# [Activity]
Turn the lines from the one containing "Produce, for every" through the one containing "positive clicks: (799, 284) (792, 276)" into a numbered list, leaving out any blank lines.

# [Records for processing]

--- --- ---

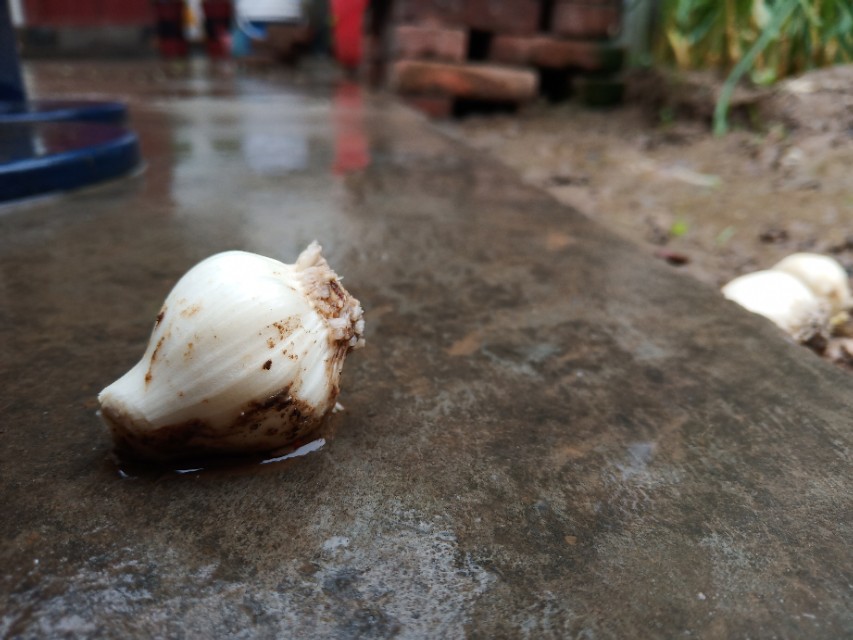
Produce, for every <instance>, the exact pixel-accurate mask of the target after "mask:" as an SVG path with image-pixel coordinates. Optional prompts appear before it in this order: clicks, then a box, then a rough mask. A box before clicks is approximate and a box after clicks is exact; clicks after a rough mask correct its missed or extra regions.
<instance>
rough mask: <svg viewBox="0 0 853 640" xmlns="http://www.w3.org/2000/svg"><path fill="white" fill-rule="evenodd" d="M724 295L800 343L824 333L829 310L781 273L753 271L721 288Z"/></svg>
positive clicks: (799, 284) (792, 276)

--- --- ---

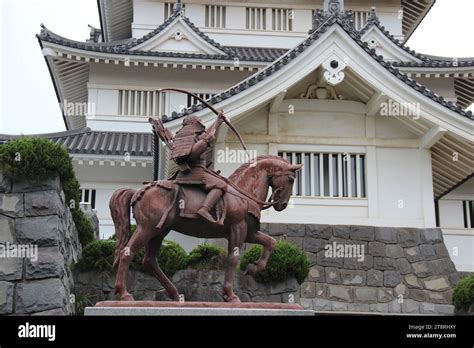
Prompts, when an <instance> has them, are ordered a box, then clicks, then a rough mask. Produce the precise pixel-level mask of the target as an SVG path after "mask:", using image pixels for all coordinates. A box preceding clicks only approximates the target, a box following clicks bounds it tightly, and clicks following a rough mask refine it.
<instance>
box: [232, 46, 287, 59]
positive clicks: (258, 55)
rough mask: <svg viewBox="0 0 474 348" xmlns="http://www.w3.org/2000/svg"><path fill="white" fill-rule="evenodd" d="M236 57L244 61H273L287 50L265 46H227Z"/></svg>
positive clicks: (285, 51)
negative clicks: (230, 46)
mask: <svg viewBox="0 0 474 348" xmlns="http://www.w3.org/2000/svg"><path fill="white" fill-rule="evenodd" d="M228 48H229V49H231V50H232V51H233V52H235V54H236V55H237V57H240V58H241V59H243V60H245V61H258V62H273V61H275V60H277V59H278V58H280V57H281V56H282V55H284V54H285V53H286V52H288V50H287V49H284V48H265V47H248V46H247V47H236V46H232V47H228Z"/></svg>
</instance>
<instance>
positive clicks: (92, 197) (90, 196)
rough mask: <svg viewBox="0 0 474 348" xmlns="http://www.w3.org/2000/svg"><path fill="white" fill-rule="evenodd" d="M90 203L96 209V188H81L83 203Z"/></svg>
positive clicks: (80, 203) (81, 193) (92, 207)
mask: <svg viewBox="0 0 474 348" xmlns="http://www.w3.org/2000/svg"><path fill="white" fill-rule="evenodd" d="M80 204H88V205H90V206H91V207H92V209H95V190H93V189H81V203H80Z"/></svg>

--- --- ---

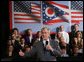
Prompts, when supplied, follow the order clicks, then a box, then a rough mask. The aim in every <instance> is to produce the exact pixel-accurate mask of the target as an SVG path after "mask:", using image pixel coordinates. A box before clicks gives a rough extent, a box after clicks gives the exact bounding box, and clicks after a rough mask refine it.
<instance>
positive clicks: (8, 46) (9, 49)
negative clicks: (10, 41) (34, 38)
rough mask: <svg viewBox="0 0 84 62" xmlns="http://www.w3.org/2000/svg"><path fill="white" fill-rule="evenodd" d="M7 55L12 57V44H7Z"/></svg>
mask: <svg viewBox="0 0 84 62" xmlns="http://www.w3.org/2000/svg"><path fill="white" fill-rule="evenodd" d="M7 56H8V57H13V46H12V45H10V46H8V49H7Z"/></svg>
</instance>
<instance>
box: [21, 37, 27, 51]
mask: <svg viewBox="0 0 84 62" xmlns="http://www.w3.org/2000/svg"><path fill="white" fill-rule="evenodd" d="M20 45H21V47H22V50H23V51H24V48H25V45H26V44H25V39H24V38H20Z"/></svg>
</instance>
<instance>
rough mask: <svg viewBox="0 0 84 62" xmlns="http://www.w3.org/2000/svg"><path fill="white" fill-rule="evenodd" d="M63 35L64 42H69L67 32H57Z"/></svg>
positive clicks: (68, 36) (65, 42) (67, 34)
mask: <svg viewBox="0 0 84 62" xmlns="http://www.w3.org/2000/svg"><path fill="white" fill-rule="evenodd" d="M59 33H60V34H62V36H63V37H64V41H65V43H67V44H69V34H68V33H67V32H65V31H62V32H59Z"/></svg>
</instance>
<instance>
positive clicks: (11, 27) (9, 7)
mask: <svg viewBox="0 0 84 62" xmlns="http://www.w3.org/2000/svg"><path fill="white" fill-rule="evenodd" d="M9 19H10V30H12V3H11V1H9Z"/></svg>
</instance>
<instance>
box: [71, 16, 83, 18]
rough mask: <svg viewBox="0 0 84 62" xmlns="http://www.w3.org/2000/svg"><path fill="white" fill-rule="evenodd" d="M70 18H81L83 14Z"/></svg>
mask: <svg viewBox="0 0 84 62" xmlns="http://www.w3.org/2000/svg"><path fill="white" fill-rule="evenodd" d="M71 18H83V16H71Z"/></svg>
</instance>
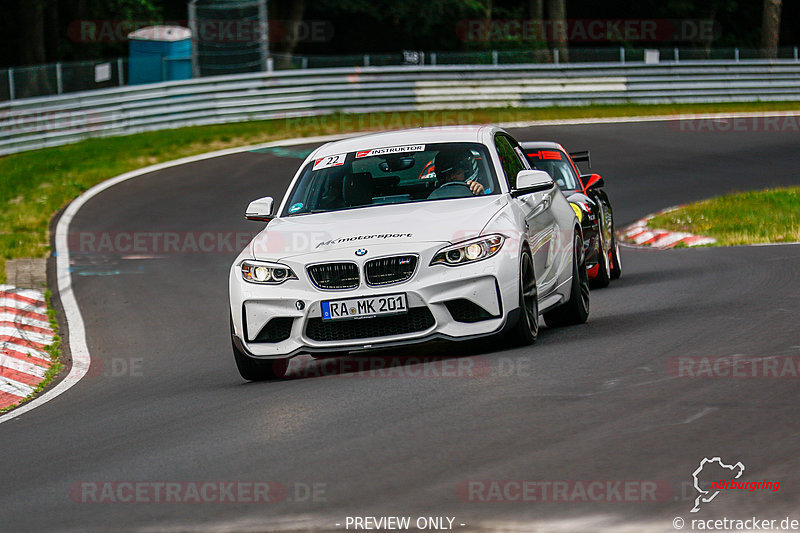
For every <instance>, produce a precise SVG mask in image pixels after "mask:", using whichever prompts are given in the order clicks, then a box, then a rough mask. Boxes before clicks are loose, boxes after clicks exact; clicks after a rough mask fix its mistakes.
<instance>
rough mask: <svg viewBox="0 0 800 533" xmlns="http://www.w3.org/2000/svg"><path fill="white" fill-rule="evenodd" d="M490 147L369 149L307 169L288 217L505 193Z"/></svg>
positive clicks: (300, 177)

--- --- ---

# [Result of the exercise]
1. Produce, for every <instance>, the exact pixel-accurate mask of the target after "mask:" as an SVG path with image-pixel coordinates. Optional prompts appear before it in this order: clicks, then a box, then a rough mask. A box before clicks is approximate and a box after clicks is exact; clicks after a rough mask correct its missed or extra regions.
2. <instance>
3. rough mask: <svg viewBox="0 0 853 640" xmlns="http://www.w3.org/2000/svg"><path fill="white" fill-rule="evenodd" d="M724 295L800 343L824 333L829 310L781 273L753 271L721 288Z"/></svg>
4. positive clicks: (799, 284) (792, 276)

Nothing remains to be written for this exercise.